■ Reading text
= Beginning of Section =
On The Farm: Soybean Update | VideoRene Thibault | 9/12/2012
Eric Eriksmoen, a research Agronomist with North Central Research Extension Center says that the crop has done well.
"From what I`m looking at, soybeans look pretty nice. The soy bean research we have here at the station, the variety trials look fantastic actually, and have looked nice throughout the growing season”.
Ideal temperatures and timely rains during the flowering and pod stage of plant growth have lead to a quality crop. Growing condition were ideal for the soybean crop. The summer`s higher temperatures caused the plants to mature earlier than normal. Forty-two percent of fields had lower leaves turning yellow marking the end of their growth period, compare to the 12 percent yearly average at this time.
But the resiliency of the plant has spurred its use here in North Dakota.
“Consequently we`re seeing more soy bean production, and I think that will continue to grow,” added Eriksmoen.
Typical yearly averages are 30 to 40 bushels per acre, but here in northern North Dakota they are expected to be near 50 bushels per acre. The high yield only cements the fact that the soybean crop is a reliable one here in the state.
“We`re very capable of growing soybeans in this area, I think that it`s something that if a farmer hasn`t grown soy beans in the past, that it`s a viable crop,” Eriksmoen stated.
With genetic manipulation, strong disease resistance, and the ability to withstand high temperatures, soybeans are gaining popularity throughout North Dakota, and will continue to be a common crop for farmers in this state.
Northern North Dakota`s soybean crops are expected to be harvested in early October.
= End of Section =
Extracted data entries:
= Beginning of Section =
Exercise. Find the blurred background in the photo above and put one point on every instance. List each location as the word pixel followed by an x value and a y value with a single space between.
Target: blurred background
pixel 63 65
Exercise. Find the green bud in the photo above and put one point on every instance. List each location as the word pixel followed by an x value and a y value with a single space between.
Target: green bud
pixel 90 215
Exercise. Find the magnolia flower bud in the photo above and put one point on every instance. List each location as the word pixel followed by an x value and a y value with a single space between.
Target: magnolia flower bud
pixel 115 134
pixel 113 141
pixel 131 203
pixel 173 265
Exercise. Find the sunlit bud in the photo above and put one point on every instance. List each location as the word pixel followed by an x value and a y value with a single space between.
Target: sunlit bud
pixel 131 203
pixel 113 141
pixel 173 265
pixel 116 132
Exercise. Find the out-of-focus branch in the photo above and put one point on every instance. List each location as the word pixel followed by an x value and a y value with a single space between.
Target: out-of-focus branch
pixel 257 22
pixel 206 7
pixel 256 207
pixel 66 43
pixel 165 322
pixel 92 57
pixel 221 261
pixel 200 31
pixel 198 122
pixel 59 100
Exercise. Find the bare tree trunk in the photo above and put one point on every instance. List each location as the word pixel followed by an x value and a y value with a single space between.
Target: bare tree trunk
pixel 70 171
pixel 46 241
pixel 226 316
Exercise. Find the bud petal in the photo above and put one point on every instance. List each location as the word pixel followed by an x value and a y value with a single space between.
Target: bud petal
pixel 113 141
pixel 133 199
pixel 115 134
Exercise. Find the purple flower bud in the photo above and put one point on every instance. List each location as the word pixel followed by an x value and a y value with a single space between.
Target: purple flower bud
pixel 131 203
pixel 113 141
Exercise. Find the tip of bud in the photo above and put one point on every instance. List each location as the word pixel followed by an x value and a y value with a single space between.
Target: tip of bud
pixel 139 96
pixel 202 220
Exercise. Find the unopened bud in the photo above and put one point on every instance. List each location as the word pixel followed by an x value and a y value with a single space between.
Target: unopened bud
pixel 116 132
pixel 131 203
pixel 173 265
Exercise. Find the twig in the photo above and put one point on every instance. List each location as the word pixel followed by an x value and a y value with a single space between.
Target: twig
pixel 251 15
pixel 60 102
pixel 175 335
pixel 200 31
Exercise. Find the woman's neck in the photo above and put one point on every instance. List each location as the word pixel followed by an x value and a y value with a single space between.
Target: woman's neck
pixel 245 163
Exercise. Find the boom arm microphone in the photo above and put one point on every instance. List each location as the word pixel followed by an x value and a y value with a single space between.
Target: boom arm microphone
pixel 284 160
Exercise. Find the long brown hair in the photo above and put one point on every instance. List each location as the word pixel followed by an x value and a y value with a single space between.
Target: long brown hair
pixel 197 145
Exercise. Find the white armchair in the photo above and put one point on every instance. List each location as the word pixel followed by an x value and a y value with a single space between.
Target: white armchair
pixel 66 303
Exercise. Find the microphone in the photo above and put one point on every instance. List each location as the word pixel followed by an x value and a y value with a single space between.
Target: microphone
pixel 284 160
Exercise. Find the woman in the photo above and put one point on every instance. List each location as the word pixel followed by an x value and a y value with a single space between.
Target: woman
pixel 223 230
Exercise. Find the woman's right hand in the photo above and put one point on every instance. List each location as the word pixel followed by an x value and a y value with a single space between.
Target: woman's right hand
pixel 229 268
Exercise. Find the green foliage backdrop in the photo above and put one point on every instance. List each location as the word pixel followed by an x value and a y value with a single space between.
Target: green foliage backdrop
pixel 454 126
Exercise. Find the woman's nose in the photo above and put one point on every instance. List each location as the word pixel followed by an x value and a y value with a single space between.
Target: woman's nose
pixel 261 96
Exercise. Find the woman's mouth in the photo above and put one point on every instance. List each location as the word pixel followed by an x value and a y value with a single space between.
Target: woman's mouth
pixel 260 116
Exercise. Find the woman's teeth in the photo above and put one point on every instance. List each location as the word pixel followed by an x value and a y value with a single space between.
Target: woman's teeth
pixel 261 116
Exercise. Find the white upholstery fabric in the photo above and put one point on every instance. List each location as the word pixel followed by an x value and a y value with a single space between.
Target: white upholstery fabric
= End of Section =
■ Assignment
Quote the soybean crop article word for word, from "But the resiliency" up to and including "in the state.".

■ Exercise output
But the resiliency of the plant has spurred its use here in North Dakota.
“Consequently we`re seeing more soy bean production, and I think that will continue to grow,” added Eriksmoen.
Typical yearly averages are 30 to 40 bushels per acre, but here in northern North Dakota they are expected to be near 50 bushels per acre. The high yield only cements the fact that the soybean crop is a reliable one here in the state.